#### STATED PROBLEM:
How many lines in the records below contain the word "door"? Reply with the number alone.

--- SUPPLIED RECORDS ---

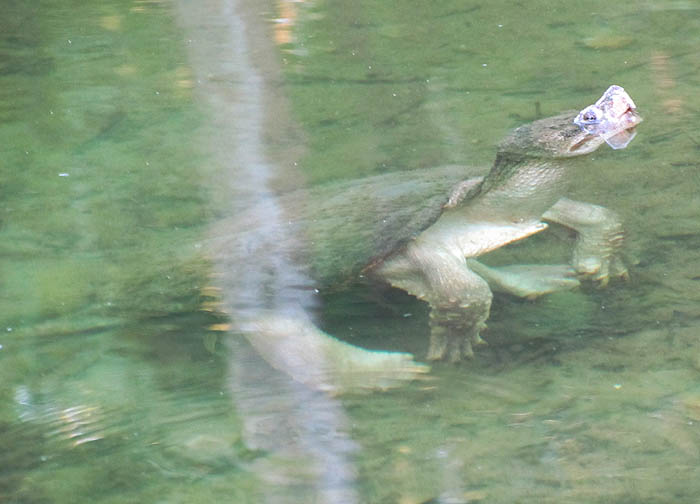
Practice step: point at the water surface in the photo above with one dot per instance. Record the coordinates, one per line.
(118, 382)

---
--- SUPPLIED RECORDS ---

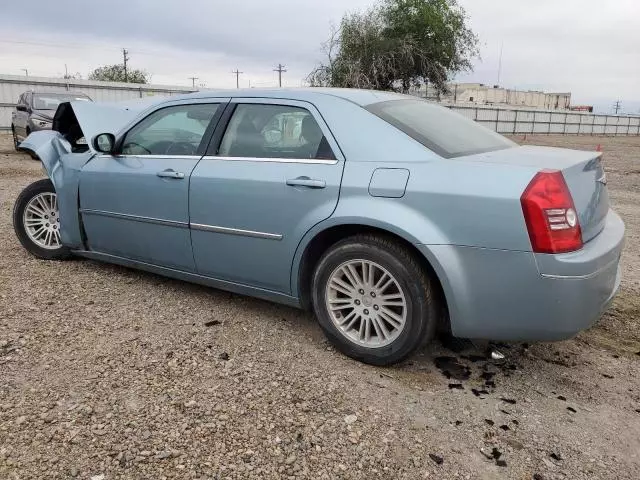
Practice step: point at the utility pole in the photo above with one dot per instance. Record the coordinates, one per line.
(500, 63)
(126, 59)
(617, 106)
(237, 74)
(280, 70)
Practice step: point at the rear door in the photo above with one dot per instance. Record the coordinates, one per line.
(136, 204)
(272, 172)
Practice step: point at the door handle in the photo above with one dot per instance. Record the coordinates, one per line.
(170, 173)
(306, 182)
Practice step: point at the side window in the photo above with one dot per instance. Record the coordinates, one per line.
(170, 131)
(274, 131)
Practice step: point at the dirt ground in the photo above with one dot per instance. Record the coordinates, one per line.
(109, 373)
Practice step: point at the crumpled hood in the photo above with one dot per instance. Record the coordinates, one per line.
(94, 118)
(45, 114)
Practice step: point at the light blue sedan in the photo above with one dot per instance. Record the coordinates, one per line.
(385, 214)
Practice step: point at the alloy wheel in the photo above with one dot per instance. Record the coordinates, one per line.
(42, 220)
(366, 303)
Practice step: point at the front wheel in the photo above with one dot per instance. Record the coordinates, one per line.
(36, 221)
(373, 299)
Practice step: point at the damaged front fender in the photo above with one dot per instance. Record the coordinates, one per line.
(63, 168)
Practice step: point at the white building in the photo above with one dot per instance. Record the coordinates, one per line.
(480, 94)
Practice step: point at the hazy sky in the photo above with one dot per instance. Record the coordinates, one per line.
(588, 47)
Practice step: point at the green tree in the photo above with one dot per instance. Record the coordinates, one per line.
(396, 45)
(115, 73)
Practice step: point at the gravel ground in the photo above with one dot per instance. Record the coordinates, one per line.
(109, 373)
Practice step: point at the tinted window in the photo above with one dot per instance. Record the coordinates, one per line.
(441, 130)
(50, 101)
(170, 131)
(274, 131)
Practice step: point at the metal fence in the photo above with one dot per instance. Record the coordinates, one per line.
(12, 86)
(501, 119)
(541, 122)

---
--- SUPPLIED RECORDS ---

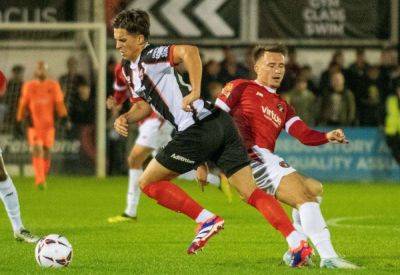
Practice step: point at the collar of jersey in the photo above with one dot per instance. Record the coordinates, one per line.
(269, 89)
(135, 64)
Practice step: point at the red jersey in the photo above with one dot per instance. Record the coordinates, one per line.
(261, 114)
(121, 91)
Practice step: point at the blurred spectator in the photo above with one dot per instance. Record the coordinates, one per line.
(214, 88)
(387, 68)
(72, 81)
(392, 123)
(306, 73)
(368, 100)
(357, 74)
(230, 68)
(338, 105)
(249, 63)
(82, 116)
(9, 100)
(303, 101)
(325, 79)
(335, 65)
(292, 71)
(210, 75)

---

#### ANSWER BELOW:
2